(Record extracts begins)
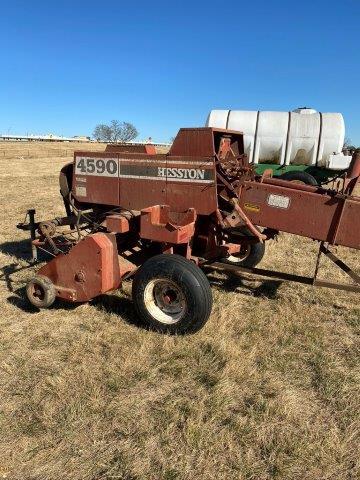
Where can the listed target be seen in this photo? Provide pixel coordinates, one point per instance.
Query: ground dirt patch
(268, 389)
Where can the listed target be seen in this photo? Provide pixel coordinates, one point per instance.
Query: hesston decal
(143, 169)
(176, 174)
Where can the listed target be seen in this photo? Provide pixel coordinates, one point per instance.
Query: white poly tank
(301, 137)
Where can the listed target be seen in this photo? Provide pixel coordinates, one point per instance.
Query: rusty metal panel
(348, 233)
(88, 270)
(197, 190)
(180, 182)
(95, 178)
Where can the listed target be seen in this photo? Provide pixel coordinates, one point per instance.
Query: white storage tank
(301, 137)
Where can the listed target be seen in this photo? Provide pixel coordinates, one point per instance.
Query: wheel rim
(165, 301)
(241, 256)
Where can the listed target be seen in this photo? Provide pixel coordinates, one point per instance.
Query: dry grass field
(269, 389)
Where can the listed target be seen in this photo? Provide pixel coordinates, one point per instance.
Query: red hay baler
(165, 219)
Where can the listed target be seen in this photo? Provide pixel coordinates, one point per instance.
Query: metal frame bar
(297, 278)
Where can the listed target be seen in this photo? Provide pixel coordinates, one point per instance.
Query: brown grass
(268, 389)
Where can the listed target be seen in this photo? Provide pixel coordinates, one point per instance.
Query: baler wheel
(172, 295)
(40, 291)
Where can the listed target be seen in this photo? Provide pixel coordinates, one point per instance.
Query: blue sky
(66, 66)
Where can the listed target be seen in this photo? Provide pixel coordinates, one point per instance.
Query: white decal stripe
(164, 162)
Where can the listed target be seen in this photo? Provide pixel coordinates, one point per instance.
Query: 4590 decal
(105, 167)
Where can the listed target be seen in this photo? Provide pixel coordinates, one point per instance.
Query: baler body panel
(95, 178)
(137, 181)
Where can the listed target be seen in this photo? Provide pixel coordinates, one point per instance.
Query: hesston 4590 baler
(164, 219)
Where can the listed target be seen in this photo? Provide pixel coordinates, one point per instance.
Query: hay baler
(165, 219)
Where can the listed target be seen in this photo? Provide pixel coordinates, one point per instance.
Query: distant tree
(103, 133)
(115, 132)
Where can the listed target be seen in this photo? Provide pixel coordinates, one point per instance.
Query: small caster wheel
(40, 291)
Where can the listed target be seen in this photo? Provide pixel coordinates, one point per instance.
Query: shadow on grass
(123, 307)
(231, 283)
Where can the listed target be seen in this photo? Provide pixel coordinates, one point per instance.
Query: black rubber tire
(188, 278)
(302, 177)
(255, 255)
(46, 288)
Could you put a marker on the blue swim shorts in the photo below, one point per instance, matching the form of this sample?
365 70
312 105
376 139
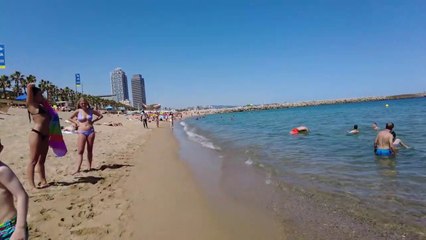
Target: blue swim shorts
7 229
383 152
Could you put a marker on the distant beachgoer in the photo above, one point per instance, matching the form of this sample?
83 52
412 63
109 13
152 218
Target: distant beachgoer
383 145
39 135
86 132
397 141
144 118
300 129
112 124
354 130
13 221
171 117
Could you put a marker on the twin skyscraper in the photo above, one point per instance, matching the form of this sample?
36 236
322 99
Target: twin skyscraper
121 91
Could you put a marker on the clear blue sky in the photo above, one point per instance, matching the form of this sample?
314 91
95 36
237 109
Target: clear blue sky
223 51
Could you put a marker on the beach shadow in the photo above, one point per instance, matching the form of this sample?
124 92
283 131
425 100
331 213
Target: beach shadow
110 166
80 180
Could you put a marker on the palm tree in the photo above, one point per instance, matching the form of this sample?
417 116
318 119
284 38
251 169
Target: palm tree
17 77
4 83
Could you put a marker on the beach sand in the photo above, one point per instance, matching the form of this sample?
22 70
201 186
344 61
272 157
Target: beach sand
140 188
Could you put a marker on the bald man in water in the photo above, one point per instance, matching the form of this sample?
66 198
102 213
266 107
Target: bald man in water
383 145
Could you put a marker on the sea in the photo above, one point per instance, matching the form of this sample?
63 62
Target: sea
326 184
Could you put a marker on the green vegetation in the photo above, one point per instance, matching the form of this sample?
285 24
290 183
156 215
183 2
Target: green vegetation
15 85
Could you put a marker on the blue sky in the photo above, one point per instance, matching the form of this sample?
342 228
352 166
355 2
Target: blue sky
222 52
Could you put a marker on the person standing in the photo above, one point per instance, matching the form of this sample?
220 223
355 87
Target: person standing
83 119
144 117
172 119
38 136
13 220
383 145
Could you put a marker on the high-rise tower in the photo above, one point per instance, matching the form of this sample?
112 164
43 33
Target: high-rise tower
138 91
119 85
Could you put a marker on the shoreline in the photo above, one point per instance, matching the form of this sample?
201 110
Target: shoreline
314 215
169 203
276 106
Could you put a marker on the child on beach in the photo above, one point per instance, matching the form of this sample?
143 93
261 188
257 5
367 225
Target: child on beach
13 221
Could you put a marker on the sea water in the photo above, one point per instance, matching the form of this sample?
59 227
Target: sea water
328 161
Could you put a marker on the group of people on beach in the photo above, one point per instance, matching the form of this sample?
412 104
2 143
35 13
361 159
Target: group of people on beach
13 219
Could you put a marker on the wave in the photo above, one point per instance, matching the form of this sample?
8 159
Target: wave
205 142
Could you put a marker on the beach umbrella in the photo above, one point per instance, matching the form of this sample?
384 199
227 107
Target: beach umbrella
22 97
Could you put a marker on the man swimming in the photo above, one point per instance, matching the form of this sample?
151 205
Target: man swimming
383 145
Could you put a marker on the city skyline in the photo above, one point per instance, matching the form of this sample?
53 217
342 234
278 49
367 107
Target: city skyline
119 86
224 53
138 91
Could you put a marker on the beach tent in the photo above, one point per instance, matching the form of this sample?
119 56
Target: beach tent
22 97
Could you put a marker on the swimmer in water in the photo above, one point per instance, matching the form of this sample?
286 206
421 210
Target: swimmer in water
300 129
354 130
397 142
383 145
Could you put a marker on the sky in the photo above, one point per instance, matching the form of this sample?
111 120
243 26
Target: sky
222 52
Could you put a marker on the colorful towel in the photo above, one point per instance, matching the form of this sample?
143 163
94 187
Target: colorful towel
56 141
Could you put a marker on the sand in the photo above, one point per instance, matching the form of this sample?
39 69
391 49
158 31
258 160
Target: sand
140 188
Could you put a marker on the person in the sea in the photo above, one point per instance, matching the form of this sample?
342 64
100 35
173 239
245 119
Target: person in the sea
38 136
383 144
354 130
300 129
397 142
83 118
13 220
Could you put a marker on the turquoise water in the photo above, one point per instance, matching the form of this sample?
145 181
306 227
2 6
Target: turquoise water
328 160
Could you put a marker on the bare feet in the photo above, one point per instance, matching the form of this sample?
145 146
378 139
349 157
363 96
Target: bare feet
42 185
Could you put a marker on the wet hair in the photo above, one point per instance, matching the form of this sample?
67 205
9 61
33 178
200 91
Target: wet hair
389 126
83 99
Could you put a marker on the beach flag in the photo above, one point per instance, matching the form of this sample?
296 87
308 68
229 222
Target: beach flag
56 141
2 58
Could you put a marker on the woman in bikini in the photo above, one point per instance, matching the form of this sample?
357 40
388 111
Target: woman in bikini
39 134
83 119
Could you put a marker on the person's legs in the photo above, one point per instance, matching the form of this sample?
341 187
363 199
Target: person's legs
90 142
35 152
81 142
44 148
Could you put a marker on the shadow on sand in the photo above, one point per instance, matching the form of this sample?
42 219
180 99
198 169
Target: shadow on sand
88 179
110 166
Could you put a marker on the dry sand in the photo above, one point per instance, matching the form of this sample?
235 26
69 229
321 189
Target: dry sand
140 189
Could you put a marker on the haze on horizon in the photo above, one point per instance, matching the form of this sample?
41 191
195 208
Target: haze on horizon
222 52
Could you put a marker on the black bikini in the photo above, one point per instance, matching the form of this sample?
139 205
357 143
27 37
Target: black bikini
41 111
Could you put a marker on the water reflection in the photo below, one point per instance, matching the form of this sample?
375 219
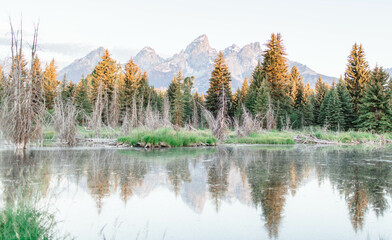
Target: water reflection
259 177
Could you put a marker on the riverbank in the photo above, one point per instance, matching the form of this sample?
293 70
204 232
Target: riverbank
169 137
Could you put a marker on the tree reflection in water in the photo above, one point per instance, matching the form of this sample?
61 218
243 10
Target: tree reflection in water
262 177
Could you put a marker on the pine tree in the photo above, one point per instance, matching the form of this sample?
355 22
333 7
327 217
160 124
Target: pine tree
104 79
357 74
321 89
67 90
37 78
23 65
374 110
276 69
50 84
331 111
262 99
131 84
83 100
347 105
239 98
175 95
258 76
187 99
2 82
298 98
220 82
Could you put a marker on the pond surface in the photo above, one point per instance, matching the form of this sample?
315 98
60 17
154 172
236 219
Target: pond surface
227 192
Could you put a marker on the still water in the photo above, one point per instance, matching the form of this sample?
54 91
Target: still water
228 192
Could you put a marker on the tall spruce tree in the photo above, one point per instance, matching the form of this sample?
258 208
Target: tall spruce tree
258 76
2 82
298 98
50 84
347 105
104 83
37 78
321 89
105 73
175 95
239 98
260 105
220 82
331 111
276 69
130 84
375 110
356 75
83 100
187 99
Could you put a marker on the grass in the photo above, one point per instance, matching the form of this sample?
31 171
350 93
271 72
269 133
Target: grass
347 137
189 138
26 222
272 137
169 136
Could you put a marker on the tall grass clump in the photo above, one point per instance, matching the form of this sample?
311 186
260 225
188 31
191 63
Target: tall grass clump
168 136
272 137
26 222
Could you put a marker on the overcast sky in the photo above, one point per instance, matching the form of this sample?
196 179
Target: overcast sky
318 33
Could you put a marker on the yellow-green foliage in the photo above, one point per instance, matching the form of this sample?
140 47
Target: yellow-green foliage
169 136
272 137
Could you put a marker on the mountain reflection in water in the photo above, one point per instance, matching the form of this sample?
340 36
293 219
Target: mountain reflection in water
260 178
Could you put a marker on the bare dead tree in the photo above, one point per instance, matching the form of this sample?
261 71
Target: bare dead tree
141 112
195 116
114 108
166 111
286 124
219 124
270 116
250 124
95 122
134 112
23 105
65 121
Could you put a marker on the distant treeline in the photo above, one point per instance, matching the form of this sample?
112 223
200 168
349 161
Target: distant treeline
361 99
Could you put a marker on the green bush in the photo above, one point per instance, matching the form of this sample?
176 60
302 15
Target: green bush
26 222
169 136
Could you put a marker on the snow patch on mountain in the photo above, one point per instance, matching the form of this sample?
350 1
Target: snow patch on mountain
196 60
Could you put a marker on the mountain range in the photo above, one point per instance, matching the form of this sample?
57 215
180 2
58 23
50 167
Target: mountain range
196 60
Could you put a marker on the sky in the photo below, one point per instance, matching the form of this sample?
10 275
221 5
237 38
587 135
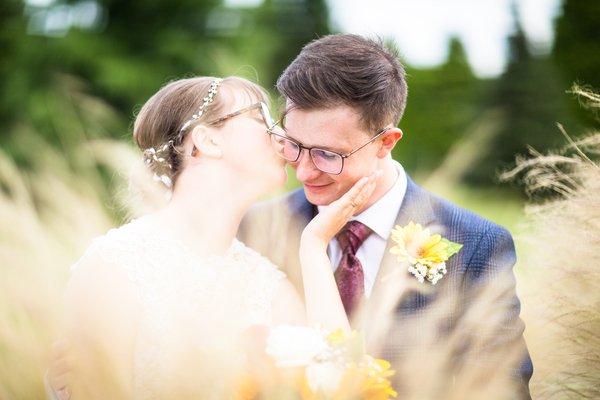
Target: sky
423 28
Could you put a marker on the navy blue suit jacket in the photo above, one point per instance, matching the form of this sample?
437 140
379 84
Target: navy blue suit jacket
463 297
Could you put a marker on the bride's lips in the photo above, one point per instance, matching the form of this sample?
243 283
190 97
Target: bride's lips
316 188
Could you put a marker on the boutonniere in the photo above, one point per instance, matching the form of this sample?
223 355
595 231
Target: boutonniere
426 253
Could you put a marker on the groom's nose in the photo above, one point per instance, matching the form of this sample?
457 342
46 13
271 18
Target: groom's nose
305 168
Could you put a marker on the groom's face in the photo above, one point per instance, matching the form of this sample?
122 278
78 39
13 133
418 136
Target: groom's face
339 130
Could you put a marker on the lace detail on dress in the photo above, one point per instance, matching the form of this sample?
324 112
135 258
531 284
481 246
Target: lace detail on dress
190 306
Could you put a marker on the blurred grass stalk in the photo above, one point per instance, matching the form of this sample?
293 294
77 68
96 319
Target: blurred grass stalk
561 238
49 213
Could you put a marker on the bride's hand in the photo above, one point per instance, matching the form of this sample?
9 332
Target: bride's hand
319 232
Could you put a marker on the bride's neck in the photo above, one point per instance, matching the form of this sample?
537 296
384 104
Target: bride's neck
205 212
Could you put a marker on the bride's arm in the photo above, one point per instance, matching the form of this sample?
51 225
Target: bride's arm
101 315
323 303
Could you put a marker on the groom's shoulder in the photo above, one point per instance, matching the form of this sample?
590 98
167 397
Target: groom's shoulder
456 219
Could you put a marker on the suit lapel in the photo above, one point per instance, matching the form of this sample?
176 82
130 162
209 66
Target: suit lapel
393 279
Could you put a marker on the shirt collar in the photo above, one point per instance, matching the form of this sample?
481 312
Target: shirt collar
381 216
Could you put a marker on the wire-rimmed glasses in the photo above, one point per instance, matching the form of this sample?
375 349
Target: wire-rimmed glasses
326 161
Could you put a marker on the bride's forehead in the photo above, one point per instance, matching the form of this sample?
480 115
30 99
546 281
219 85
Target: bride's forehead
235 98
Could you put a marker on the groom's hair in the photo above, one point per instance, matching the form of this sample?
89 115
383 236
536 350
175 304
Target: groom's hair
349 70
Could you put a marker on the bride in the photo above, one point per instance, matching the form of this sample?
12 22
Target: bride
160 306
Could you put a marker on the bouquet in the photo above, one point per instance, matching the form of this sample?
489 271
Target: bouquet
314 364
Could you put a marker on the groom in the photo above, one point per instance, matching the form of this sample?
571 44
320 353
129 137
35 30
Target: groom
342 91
(Record extracts ends)
Problem requirements
In the material above, find each line containing the word "below" and copy it.

Task answer
Could you put a marker on the blue swim shorts in the photo below, one point per instance, matching the form of this sample?
Could you put a marker on the water reflection in the photo below, one point per instance, matching the form of this sample?
Could you put a marker on the sky in the photo below, one point per instance, matching the form of this sample?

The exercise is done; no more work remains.